**Tarefas do exercício**
• a. Transcreva do texto sobre a mulher cananeia tudo o que vai desde "E, partindo Jesus" até "dos seus senhores.".
• b. No texto sobre a mulher cananeia, para onde Jesus foi ao partir dali?
• c. Continue o texto sobre a mulher cananeia a partir do ponto em que ele para.

**Trecho do texto**
'''
15 de agosto de 2011

Oh mulher, grande é tua fé!


E, partindo Jesus dali, foi para as partes de Tiro e de Sidom.
E eis que uma mulher cananéia, que saíra daquelas cercanias, clamou, dizendo: _Senhor, Filho de Davi, tem misericórdia de mim, que minha filha está miseravelmente endemoninhada.
Mas ele não lhe respondeu palavra. E os seus discípulos, chegando ao pé dele, rogaram-lhe, dizendo: _Despede-a, que vem gritando atrás de nós.
E ele, respondendo, disse: _Eu não fui enviado senão às ovelhas perdidas da casa de Israel.
Então chegou ela, e prostrou-se diante dele, rogando: Senhor, socorre-me!
Ele, porém, respondendo, disse: Não é fica bem tirar o pão dos filhos e atirá-lo aos cachorrinhos.
E ela insistiu: _Verdade, Senhor, mas também os cachorrinhos comem das migalhas que caem da mesa dos seus senhores.
Então respondeu Jesus, e disse-lhe: _Oh mulher, grande é tua fé! Seja isso feito para contigo como tu desejas. E desde aquela hora a sua filha ficou sã.
Mateus 15, 21-28.

É uma passagem que produz agudo espanto, e emociona. É enternecedora, tocante... chocante e intrigante. É bela e estranha.
'''
**Listagem fornecida**
'''
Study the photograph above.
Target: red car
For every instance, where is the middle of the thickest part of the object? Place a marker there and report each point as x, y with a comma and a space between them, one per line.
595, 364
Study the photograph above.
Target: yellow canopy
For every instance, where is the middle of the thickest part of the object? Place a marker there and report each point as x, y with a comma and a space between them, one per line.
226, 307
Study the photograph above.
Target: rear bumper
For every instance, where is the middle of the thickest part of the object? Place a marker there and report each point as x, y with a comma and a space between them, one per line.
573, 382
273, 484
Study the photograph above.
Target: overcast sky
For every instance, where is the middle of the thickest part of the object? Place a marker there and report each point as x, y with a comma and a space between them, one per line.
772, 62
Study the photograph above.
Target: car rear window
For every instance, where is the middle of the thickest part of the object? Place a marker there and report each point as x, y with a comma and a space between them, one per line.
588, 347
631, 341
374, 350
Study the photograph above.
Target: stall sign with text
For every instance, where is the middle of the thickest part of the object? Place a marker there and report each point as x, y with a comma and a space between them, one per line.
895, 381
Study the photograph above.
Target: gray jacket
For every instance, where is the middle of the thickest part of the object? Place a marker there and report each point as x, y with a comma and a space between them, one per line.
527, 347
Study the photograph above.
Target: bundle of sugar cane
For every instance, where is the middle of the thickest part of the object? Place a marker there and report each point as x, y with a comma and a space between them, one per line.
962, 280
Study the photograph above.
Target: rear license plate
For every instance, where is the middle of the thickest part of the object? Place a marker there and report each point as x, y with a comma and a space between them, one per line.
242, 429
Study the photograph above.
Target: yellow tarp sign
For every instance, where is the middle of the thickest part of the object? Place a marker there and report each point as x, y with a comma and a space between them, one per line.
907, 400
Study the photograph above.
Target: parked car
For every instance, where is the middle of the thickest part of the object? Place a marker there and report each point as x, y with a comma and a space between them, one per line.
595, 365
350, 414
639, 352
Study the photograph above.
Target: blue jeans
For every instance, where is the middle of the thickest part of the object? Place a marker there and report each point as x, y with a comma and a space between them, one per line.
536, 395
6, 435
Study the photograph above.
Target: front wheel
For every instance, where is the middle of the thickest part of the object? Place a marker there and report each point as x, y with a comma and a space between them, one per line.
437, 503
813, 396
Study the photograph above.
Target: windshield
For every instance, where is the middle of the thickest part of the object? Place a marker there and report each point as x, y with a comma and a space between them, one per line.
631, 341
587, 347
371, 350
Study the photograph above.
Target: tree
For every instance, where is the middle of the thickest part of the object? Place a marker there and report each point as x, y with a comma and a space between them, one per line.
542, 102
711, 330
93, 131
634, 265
'''
**Resultados do exercício**
• a.
E, partindo Jesus dali, foi para as partes de Tiro e de Sidom.
E eis que uma mulher cananéia, que saíra daquelas cercanias, clamou, dizendo: _Senhor, Filho de Davi, tem misericórdia de mim, que minha filha está miseravelmente endemoninhada.
Mas ele não lhe respondeu palavra. E os seus discípulos, chegando ao pé dele, rogaram-lhe, dizendo: _Despede-a, que vem gritando atrás de nós.
E ele, respondendo, disse: _Eu não fui enviado senão às ovelhas perdidas da casa de Israel.
Então chegou ela, e prostrou-se diante dele, rogando: Senhor, socorre-me!
Ele, porém, respondendo, disse: Não é fica bem tirar o pão dos filhos e atirá-lo aos cachorrinhos.
E ela insistiu: _Verdade, Senhor, mas também os cachorrinhos comem das migalhas que caem da mesa dos seus senhores.

• b. Para as partes de Tiro e de Sidom.

• c.
É impossível não se comover com a mulher, não se comprazer em como conseguira se mostrar moralmente superiora aos discípulos e alcançar “converter” Jesus. Porém diversos detalhes importantes, entremeados no enredo, passam despercebido em uma leitura superficial.

Vamos examinar. Jesus está passando por terras estrangeiras, e é buscado por uma estrangeira. Era necessário se atravessar a região sirofenícia para ir ao mar da Galiléia e também Cesaréia de Felipe, e Jesus mais seus discípulos estavam procurando um tempo à parte das multidões. Ali era um local de terra fértil, importante entreposto comercial das rotas marítimicas, sobretudo de tinta púrpura extraída de conchas. Em especial na região de Tiro, aquela terra era amplamente habitada por caananitas, povo do qual os judeus sentiam repulsa dada a herança das tradições da Bíblia Hebraica de suas inimizades. Sidom fora a casa de Jezabel ( 1 Rs 16.31), uma rainha defenestrada na tradição judaica. Contudo, contemporâneo à Jezabel, Elias proporcionou cura e alimentação para uma viúva e seu filho (2 Rs 17.8-24). Eliseu também teve um encontro marcante com uma sunamita ( 2 Rs 4.28). E estas duas figuras eram impactantes na memória popular da Galiléia no tempo de Jesus, contadas entre os núcleos comunitários e familiares, influente nas aspirações populares ante a opressão que sofriam dos poderosos considerados traidores e dos povos estrangeiros.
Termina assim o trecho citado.